__TASK PROMPT__.
Reproduce the listing between the lines holding "For the pointing benchmark, tag every instance of the dark" and "Query: backpack strap", inclusive, and adjust every coordinate in the answer points by -100 while leaving the requests and their sample points as they are. Omit the pictures from your output.

__MATERIAL SHOWN__.
------------

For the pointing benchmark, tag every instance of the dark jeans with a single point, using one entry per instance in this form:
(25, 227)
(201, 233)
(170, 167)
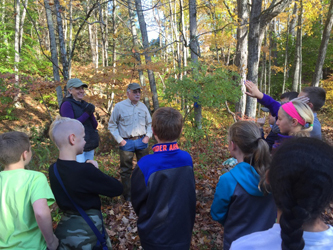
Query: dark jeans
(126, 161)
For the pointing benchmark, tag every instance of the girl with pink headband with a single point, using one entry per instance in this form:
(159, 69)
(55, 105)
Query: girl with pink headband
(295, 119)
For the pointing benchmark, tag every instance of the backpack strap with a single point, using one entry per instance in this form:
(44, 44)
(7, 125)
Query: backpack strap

------------

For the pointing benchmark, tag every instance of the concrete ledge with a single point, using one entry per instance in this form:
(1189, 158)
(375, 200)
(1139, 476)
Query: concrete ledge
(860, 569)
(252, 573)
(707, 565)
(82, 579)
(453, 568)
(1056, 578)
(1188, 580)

------------

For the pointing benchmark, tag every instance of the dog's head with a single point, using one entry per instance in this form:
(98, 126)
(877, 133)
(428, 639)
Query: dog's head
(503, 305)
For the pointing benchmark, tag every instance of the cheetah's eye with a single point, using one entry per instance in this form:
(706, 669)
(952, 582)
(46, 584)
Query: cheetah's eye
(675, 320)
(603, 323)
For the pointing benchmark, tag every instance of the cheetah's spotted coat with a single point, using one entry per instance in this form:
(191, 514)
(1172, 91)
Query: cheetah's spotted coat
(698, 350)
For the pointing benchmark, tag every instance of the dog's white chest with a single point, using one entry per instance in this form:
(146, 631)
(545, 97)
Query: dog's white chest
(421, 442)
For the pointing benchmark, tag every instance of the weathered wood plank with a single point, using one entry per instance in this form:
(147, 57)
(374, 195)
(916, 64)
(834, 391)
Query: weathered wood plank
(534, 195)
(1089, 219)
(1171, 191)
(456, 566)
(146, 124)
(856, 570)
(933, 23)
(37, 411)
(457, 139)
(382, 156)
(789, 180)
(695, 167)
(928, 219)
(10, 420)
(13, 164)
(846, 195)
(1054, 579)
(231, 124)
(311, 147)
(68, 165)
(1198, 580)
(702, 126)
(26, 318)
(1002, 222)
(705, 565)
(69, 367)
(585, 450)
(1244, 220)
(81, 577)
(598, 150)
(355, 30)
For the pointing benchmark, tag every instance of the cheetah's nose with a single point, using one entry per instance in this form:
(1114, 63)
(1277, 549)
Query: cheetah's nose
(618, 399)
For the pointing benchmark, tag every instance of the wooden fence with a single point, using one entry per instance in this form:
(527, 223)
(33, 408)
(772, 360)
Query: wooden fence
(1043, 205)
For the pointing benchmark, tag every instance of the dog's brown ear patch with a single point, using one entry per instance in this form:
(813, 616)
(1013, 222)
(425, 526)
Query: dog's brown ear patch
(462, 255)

------------

__RESULT OF THE TASK__.
For the pointing benchmark, tag every instance of the dark jeans with a single point, using one entry per instance in this form:
(25, 227)
(201, 233)
(170, 167)
Query: dark jeans
(26, 61)
For the pointing benchmark, tag every instance of the girl with pink headband with a single point, using one entry per instance in this form:
(159, 69)
(55, 105)
Query: girl with pink headband
(195, 19)
For the pointing benchmark, tag every instance of the backpack strap with a single point, using one entry per instance in this form:
(44, 44)
(7, 125)
Query: backpack strap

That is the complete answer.